### PAGE EXCERPT
* * * *

Pol Roger 1900-2000

Posted in Uncategorized on November 4, 2009 by Lionel

Yesterday lunchtime saw 14 of us gather in The Connaught’s sumptuous Coburg Bar for what promised to be an extraordinary lunch featuring 100 years of Champagne Pol Roger. The occasion was a celebration of three exciting new developments for Pol Roger (the launch of the 2000 vintage), The Connaught (a new Champagne list featuring vintage Pol back to 1914) and ourselves at Bid for Wine (our soon-to-launch Singapore site, about which more shortly!).

Proceeding kicked off with a glass of the 1999 Blanc de Blancs – a lovely soft gold with a fine mousse and elegant fresh nose loaded with white fruit, a gentle nuttiness and some minerality. In the mouth this was beautifully elegant and poised – the offer of a second glass was hard to refuse. Charles Hamer commented that in his view this is a long term wine and will probably come around a little later than the 1999 Vintage Brut. Jancis Robinson used the wine as an excuse to give James Simpson of Pol a masterclass on Twitter, much to the amusement of all present – for those minded to do so he can now be followed @pol_roger.

Having emptied our glasses of the 1999 we progressed through to the hotel’s private room for lunch itself. No sooner had we taken our seats when a beautiful Tartar of Scottish scallops, Caviar from Aquitaine and Brittany cauliflower veloute arrived to accompany the 2000, 1999, 1998 & 1996.

The 2000 was hugely mineral on the nose – very tight but showing hints of vanilla, fresh nuts and white fruits with time. The minerality continued on to the palate giving a fine backbone to this very elegant young Champagne (4*, 4.5* with time). Hugh Johnson noted how the cauliflower veloute (an incredibly subtle and beautifully textured component) seemed to help the 2000 to open up.

* * * *

### STORED DATA
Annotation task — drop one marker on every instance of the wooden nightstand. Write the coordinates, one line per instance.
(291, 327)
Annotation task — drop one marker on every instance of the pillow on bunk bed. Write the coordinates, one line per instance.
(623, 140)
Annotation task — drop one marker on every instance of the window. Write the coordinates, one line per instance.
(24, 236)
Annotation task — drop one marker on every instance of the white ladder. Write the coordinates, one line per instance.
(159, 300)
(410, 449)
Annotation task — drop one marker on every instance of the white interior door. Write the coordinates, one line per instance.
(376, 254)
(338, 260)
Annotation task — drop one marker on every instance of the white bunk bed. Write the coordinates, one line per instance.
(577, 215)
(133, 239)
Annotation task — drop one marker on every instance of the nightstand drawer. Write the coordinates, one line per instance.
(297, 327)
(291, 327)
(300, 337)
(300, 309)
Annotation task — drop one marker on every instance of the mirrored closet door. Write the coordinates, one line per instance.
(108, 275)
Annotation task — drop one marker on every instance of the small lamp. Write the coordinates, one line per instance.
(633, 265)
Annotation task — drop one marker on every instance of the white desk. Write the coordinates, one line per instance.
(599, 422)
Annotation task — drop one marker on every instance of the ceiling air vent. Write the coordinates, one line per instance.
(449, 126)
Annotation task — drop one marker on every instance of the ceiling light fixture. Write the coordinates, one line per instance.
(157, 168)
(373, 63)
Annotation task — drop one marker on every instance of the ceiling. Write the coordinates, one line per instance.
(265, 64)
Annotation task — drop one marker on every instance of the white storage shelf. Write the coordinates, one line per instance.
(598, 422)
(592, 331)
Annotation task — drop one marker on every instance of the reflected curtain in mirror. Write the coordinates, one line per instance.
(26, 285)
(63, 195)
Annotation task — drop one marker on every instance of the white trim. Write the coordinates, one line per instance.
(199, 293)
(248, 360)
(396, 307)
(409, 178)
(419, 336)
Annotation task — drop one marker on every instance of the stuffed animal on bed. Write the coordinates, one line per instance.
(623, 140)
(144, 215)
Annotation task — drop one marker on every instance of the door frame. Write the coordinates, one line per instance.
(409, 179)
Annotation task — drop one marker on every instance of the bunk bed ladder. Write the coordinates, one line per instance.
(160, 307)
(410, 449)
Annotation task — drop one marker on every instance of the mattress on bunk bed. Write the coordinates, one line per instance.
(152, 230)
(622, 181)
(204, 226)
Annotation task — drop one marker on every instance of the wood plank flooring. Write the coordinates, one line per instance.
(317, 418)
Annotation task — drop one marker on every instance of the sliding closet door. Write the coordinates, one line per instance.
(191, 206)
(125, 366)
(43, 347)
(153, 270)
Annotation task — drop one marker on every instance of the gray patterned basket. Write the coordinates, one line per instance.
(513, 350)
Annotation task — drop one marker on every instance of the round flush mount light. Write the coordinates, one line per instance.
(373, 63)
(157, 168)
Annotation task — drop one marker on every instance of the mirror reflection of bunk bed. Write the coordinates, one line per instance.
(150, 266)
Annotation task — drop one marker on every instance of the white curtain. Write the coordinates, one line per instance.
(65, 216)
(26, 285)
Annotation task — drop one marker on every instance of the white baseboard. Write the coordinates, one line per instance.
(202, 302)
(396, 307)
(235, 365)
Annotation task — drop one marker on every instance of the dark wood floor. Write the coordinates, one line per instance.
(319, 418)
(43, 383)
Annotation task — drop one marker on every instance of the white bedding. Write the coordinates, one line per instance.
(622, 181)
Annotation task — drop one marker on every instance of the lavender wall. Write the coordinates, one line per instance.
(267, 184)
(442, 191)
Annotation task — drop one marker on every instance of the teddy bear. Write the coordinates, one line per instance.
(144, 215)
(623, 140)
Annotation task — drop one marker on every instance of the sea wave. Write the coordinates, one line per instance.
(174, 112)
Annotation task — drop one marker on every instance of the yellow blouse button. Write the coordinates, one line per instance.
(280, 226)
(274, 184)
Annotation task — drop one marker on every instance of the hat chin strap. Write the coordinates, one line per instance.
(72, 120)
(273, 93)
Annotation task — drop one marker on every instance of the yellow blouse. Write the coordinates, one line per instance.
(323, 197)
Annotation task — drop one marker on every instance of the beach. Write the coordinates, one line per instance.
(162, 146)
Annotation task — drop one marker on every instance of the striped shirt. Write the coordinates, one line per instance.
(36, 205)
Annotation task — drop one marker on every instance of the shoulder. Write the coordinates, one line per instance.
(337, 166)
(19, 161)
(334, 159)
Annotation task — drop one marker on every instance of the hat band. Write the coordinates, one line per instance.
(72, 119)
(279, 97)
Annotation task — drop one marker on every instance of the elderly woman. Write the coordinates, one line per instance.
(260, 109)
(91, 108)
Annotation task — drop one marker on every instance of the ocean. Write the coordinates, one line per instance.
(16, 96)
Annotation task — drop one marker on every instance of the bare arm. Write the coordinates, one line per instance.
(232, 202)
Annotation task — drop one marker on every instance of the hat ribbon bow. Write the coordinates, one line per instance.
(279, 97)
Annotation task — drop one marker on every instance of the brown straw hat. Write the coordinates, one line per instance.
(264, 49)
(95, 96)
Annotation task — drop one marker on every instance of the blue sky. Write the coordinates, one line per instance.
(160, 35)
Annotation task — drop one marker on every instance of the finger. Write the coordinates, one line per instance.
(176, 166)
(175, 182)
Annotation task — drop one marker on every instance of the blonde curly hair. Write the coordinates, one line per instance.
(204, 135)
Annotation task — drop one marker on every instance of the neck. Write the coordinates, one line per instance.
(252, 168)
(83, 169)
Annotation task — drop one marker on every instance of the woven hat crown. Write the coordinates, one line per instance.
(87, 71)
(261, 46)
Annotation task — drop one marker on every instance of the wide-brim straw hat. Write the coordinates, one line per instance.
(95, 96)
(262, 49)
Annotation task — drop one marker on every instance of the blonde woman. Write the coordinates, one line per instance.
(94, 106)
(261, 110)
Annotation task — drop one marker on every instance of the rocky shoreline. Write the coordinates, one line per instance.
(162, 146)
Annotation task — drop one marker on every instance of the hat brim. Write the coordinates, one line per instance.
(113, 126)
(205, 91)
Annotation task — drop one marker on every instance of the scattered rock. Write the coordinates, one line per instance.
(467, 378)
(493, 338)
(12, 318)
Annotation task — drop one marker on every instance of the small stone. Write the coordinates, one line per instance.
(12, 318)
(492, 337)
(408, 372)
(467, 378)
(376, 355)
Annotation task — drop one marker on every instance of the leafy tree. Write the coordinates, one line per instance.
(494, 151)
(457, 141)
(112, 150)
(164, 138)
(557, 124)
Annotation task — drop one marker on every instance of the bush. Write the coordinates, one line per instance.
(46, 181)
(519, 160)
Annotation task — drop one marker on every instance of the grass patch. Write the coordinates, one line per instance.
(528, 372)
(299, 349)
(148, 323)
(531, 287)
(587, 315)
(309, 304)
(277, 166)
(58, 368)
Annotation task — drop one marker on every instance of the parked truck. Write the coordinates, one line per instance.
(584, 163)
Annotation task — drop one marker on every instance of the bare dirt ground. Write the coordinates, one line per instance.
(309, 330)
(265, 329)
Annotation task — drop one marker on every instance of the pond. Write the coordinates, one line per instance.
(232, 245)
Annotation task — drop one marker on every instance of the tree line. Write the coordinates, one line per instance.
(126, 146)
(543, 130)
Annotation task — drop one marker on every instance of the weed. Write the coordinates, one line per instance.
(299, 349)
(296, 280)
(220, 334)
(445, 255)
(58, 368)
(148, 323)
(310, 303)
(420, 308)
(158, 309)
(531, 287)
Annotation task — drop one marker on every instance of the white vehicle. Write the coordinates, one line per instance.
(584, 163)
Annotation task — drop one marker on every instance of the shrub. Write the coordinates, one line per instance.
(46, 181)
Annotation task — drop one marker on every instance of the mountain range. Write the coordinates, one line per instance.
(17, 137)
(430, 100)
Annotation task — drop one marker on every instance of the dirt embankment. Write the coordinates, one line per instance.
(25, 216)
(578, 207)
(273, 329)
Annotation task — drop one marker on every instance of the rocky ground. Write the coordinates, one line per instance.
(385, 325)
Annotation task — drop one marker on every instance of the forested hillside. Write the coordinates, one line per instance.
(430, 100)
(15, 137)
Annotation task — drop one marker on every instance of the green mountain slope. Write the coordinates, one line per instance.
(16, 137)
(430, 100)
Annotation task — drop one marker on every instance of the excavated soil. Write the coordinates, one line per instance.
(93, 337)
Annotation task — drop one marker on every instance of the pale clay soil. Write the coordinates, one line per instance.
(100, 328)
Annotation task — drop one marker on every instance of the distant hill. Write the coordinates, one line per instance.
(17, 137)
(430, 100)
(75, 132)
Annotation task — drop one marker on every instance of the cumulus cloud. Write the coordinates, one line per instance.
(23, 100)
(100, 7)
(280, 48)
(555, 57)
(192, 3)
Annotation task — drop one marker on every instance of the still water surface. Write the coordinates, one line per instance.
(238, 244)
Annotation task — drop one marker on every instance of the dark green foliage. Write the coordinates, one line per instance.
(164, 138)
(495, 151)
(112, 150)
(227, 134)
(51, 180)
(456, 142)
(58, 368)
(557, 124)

* * * *

### EXERCISE TASKS
• A. List every person named in the Pol Roger lunch post, including the person who posted it.
• B. Set down everything in the Pol Roger lunch post from "The 2000 was" down to "to open up.", word for word.

### IN RESPONSE
• A. Lionel, Charles Hamer, Jancis Robinson, James Simpson, Hugh Johnson

• B.
The 2000 was hugely mineral on the nose – very tight but showing hints of vanilla, fresh nuts and white fruits with time. The minerality continued on to the palate giving a fine backbone to this very elegant young Champagne (4*, 4.5* with time). Hugh Johnson noted how the cauliflower veloute (an incredibly subtle and beautifully textured component) seemed to help the 2000 to open up.